## RECORDS PROVIDED
▬▬▬▬▬▬▬▬▬▬
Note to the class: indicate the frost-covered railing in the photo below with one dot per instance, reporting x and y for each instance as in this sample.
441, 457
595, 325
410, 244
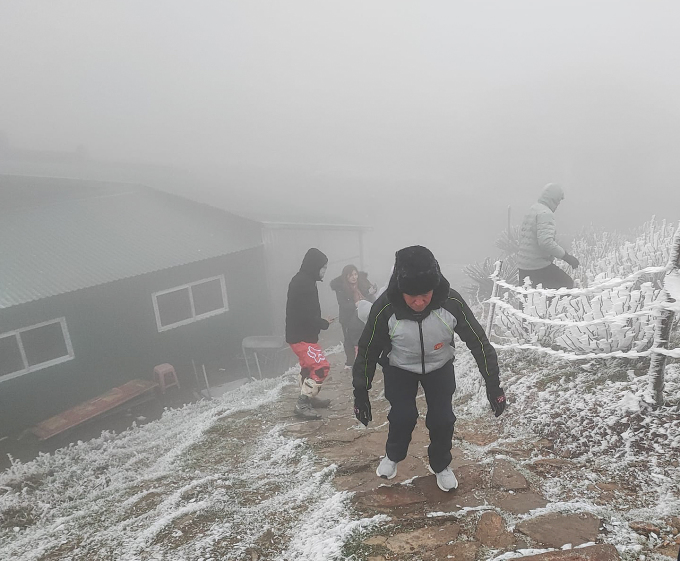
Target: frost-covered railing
620, 317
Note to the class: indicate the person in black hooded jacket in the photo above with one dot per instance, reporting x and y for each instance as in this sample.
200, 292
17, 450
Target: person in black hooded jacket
303, 325
412, 325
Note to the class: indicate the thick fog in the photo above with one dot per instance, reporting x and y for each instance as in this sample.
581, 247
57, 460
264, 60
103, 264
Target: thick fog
423, 120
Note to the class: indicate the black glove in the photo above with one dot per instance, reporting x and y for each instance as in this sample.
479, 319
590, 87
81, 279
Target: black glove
496, 397
571, 260
362, 407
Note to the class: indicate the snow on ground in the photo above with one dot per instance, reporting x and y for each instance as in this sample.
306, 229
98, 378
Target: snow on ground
597, 417
215, 478
206, 481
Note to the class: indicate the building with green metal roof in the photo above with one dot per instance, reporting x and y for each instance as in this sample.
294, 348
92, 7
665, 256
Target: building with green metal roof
101, 281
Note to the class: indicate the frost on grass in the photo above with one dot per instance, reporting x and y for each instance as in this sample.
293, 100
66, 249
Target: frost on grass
209, 480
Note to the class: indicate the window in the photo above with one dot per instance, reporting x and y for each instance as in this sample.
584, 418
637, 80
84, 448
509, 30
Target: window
190, 302
33, 348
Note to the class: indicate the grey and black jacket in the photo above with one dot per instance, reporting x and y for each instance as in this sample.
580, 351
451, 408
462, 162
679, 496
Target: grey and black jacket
421, 342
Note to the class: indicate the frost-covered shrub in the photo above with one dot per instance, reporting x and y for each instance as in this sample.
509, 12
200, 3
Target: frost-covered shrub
603, 256
607, 255
634, 333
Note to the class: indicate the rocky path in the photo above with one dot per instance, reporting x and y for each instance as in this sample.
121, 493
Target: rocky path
501, 481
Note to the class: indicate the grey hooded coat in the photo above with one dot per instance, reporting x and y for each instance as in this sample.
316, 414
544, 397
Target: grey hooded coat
538, 245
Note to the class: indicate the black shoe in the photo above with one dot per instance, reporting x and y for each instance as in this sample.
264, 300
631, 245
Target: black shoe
318, 403
304, 409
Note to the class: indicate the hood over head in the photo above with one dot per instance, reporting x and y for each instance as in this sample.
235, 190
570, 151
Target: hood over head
416, 271
551, 196
313, 261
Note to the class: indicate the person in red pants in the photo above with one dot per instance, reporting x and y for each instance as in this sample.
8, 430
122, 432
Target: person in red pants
410, 329
303, 325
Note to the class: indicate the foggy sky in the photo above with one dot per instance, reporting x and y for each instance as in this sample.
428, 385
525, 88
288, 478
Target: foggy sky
425, 120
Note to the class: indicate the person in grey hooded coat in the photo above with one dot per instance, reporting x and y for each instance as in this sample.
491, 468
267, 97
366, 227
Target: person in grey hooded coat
538, 246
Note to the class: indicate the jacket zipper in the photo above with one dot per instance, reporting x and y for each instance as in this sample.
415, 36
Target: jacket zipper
422, 345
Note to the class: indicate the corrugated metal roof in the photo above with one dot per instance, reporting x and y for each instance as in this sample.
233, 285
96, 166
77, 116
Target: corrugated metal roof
124, 232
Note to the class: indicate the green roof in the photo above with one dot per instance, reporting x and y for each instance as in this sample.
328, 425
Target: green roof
95, 232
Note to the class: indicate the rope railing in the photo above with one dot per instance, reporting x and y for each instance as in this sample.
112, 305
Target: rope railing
569, 323
661, 311
672, 353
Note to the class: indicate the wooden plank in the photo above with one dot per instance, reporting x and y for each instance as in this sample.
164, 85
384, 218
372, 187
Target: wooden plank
91, 408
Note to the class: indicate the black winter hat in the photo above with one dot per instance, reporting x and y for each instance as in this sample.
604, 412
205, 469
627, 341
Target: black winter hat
416, 270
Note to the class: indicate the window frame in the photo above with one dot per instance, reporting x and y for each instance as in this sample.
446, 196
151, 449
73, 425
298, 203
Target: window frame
47, 364
194, 317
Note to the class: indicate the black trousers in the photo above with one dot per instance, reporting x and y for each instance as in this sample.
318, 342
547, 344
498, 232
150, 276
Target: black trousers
401, 388
349, 344
550, 277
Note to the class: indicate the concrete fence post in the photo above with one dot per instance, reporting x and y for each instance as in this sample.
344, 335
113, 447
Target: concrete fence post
662, 331
495, 276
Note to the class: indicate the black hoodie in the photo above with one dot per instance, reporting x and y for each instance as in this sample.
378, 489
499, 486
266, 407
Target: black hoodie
303, 311
376, 336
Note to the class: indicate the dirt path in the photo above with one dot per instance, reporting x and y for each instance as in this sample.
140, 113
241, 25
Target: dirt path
500, 480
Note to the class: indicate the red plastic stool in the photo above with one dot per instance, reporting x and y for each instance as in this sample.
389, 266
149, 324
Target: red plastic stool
166, 376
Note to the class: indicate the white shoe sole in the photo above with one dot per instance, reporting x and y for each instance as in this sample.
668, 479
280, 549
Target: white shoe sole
385, 476
437, 480
447, 490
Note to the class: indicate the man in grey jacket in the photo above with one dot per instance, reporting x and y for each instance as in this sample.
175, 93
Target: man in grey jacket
410, 332
538, 246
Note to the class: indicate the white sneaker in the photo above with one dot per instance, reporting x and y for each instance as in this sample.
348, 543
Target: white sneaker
387, 469
446, 480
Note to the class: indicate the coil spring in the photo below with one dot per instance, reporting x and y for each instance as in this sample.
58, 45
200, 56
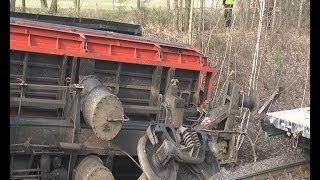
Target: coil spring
191, 138
196, 138
188, 138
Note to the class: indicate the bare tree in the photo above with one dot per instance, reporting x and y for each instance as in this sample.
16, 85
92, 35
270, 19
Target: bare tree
138, 4
187, 14
13, 5
190, 22
300, 14
180, 18
23, 8
54, 6
44, 3
176, 12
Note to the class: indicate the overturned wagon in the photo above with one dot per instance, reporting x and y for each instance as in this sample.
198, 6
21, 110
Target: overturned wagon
89, 103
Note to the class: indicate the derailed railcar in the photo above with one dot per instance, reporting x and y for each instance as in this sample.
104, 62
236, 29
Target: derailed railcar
84, 103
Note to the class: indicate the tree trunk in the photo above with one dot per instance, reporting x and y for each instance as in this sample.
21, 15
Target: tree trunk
246, 16
78, 6
201, 16
187, 8
44, 3
180, 18
75, 3
190, 22
13, 5
253, 14
273, 15
23, 8
138, 4
54, 6
300, 14
202, 24
176, 13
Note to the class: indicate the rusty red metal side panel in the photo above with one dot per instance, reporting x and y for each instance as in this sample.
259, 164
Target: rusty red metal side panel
40, 37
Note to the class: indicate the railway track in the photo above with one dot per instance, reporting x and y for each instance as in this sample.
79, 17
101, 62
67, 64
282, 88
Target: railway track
284, 170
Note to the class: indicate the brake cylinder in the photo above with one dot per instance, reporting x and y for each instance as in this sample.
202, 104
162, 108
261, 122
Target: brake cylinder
92, 168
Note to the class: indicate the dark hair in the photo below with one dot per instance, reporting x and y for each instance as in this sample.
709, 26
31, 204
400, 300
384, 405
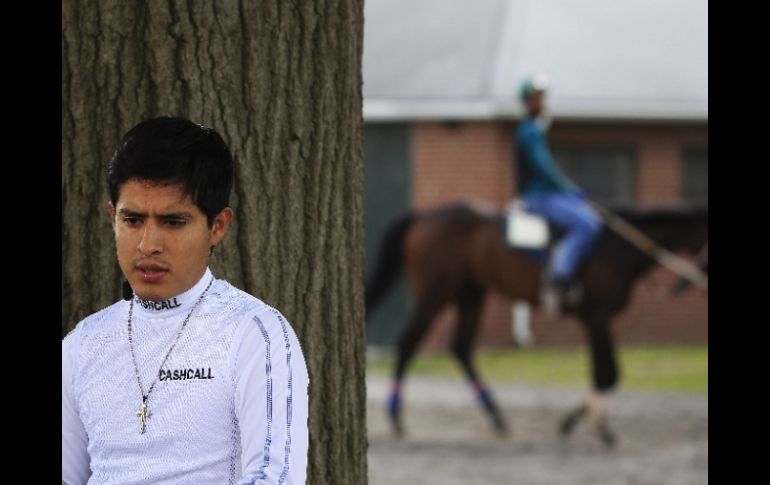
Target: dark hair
176, 151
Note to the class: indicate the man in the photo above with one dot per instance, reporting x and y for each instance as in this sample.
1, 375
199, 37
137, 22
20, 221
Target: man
191, 380
546, 191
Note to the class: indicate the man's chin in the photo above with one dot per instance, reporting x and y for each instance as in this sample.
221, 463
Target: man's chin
150, 292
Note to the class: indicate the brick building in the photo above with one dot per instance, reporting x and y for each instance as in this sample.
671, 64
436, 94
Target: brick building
629, 105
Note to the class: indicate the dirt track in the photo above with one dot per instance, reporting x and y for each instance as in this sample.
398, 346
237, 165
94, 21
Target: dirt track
663, 438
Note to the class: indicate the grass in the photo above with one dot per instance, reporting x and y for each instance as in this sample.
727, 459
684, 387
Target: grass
662, 368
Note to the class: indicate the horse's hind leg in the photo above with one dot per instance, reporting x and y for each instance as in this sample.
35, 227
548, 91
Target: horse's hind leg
416, 329
462, 347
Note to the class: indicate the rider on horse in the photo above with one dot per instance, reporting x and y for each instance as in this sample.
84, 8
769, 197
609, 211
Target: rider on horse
546, 191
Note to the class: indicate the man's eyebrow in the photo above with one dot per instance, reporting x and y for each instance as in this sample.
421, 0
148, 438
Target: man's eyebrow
130, 213
171, 215
175, 215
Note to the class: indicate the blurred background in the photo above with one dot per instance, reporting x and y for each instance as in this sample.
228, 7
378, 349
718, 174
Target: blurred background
629, 107
628, 102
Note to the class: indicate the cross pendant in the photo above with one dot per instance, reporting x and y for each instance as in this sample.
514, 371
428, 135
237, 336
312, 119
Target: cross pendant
143, 414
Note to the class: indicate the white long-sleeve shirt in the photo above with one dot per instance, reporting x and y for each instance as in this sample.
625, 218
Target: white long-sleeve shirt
230, 404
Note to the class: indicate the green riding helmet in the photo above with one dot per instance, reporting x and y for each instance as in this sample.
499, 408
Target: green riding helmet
536, 83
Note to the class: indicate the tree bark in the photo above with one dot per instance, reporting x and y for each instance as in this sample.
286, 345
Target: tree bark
281, 81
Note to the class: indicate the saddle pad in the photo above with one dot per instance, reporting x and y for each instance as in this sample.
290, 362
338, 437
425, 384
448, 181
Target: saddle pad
524, 229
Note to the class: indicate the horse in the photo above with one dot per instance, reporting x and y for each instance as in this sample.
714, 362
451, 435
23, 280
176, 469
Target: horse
454, 254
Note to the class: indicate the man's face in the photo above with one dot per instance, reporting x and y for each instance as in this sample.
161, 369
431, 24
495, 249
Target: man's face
536, 103
162, 238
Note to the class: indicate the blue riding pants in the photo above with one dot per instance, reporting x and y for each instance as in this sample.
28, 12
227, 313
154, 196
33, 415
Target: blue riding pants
570, 212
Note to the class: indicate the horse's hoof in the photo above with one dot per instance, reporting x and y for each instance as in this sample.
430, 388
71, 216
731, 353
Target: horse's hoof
608, 438
567, 425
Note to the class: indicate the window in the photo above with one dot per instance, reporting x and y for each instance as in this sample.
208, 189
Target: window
695, 174
606, 173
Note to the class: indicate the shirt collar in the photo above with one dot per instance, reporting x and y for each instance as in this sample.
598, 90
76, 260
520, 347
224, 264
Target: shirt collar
174, 305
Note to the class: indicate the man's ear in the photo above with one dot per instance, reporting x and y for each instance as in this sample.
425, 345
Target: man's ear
220, 225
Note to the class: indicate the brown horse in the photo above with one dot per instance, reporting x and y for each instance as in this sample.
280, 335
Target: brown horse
454, 254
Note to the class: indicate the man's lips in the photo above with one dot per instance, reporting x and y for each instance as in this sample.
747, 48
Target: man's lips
150, 273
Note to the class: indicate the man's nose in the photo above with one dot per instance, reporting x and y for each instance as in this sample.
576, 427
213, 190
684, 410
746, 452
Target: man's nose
152, 239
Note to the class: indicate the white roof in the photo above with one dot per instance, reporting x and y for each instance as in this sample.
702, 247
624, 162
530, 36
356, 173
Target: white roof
606, 59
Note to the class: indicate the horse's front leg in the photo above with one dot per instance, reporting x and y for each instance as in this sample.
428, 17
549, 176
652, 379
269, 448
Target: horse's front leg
605, 376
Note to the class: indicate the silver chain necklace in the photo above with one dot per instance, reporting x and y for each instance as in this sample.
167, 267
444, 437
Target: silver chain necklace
144, 411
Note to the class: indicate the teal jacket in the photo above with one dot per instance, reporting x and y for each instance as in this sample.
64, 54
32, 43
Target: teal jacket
536, 169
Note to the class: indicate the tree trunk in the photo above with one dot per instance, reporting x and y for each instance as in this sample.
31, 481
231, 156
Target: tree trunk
281, 81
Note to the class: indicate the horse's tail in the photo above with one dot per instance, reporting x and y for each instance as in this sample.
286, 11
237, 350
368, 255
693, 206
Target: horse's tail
390, 261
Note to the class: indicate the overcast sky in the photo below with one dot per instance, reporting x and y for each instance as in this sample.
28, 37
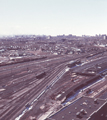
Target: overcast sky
53, 17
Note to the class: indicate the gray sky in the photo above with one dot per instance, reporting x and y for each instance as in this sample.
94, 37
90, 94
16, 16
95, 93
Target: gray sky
53, 17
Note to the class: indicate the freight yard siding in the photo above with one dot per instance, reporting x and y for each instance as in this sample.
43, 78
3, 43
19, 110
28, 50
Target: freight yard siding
41, 75
81, 109
79, 86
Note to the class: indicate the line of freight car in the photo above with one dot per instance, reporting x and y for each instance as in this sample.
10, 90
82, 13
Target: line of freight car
21, 61
79, 86
94, 54
37, 89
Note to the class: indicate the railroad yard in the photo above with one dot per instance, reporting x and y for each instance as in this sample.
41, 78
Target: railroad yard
52, 78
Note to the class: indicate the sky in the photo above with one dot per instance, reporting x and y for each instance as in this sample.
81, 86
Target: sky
53, 17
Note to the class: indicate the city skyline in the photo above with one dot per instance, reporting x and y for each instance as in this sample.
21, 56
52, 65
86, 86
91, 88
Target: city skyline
48, 17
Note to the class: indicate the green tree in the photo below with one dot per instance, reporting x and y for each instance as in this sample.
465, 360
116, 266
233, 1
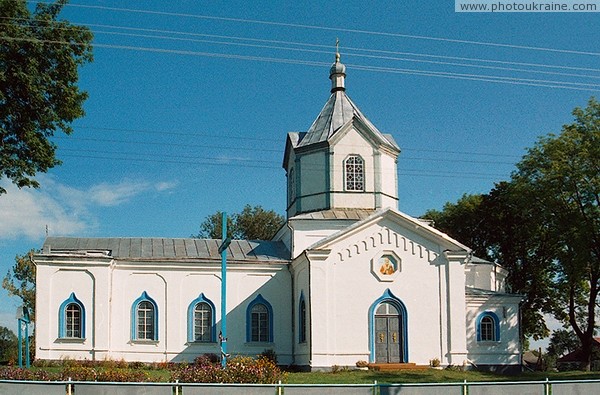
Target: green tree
8, 345
39, 60
544, 227
20, 281
562, 176
562, 342
500, 226
252, 223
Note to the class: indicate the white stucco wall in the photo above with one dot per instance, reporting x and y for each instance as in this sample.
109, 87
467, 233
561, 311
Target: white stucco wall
505, 351
108, 292
344, 287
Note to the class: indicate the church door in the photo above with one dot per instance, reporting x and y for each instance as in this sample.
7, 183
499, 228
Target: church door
388, 334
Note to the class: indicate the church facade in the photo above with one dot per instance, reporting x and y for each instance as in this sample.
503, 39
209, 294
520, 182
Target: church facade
348, 278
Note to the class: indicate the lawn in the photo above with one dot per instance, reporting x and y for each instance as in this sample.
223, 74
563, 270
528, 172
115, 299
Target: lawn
428, 376
345, 376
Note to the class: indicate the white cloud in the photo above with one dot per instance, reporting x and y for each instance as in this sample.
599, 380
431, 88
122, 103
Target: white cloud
64, 209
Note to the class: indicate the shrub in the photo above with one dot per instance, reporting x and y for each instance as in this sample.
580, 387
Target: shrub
14, 373
269, 354
207, 359
238, 370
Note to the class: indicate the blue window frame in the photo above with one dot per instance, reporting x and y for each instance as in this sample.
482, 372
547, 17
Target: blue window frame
144, 319
488, 327
302, 319
71, 319
259, 321
201, 320
354, 168
389, 298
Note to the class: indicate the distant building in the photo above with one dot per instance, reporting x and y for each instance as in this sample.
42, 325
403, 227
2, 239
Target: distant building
347, 278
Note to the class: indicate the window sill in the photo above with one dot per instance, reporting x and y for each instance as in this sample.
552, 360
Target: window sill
488, 342
70, 340
258, 344
193, 343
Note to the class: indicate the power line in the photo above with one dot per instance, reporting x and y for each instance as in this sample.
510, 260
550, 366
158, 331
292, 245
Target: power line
224, 162
246, 136
336, 29
329, 48
379, 57
471, 77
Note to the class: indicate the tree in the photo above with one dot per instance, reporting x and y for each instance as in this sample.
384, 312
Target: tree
544, 227
562, 175
8, 345
563, 342
500, 226
253, 223
20, 281
39, 60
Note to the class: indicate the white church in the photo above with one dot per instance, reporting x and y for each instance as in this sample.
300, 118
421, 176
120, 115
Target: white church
348, 277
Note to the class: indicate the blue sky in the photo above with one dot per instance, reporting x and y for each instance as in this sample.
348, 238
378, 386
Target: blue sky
190, 103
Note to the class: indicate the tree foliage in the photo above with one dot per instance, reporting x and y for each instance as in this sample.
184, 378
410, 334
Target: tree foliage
562, 173
501, 227
20, 281
252, 223
39, 60
563, 342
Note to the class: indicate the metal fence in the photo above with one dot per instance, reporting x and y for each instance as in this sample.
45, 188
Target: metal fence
547, 387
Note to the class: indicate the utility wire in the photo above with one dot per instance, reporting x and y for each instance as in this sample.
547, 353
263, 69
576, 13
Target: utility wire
336, 29
225, 162
379, 57
328, 48
472, 77
247, 136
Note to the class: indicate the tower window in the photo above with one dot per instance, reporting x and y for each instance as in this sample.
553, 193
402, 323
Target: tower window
355, 173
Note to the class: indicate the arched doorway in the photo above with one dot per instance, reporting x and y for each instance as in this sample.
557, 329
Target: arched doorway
388, 330
388, 334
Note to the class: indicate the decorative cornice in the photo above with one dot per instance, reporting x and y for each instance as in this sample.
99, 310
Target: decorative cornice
387, 238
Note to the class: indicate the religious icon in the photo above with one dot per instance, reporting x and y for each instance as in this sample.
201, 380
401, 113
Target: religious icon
386, 267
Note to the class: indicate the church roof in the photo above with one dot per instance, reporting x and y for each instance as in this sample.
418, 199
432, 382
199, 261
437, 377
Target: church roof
338, 111
138, 248
338, 213
416, 225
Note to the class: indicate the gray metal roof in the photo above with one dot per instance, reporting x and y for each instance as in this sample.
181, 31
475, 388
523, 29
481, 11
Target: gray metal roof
340, 213
169, 249
337, 112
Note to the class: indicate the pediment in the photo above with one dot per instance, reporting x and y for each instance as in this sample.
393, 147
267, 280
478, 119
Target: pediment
393, 231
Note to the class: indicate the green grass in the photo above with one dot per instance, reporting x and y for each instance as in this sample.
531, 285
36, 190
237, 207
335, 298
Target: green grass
403, 376
428, 376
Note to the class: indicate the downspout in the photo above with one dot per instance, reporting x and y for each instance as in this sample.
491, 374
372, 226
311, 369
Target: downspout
287, 223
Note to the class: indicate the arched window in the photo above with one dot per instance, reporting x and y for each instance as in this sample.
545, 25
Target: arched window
302, 320
201, 320
354, 170
144, 318
71, 319
488, 327
259, 321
▬▬▬▬▬▬▬▬▬▬
## DIRECTIONS
All lines from the start of the entries above through the line containing "Note to the class: indicate the grey and" are to be given again exactly; the pictures are not.

## EXERCISE RESULT
Note to the class: indicate the frost-covered railing in the photo below with one dot per instance, reporting x and y for each instance as in this sample.
441, 457
595, 325
410, 244
Target: frost-covered railing
620, 317
Note to the class: indicate the person in black hooded jacket in the photo above with one dot per instance, reporting x and y for each instance as in this sample.
200, 292
17, 450
Target: person in black hooded jacket
303, 325
412, 325
Note to the class: indicate the thick fog in the photo above with one dot per instance, reporting x and y for each instance as in this sample.
581, 247
57, 460
264, 60
103, 264
Target: thick fog
423, 120
Note to the class: indicate the black glove in the photo above with one dot per instance, reporting x and y for each instance as in this sample.
479, 319
590, 87
81, 279
Target: black glove
496, 397
571, 260
362, 407
Note to the class: indicate the snow on ground in the photo above with one dot per instance, reporting x and y for each instance as in this sample.
306, 229
98, 378
Target: snow on ground
597, 417
215, 478
206, 481
Note to the class: indicate the building with green metal roof in the photo above with one dot per instance, reporting x and y for each instance as in this sample.
294, 348
92, 7
665, 256
Target: building with green metal roof
101, 281
Note to the class: indicate the frost on grass in the photo above with one dot per instance, reporting x and y for each instance as in this sample.
293, 100
66, 249
Target: frost on grass
209, 480
Note to the class: indicate the window in the photo above with one dot per instance, reporting x and y for each instance as in this sample.
584, 418
637, 80
84, 448
509, 30
Target: window
190, 302
33, 348
Note to the class: indicate the grey and black jacket in the photo above with one dot per instance, reporting x and y for each instance as in this sample.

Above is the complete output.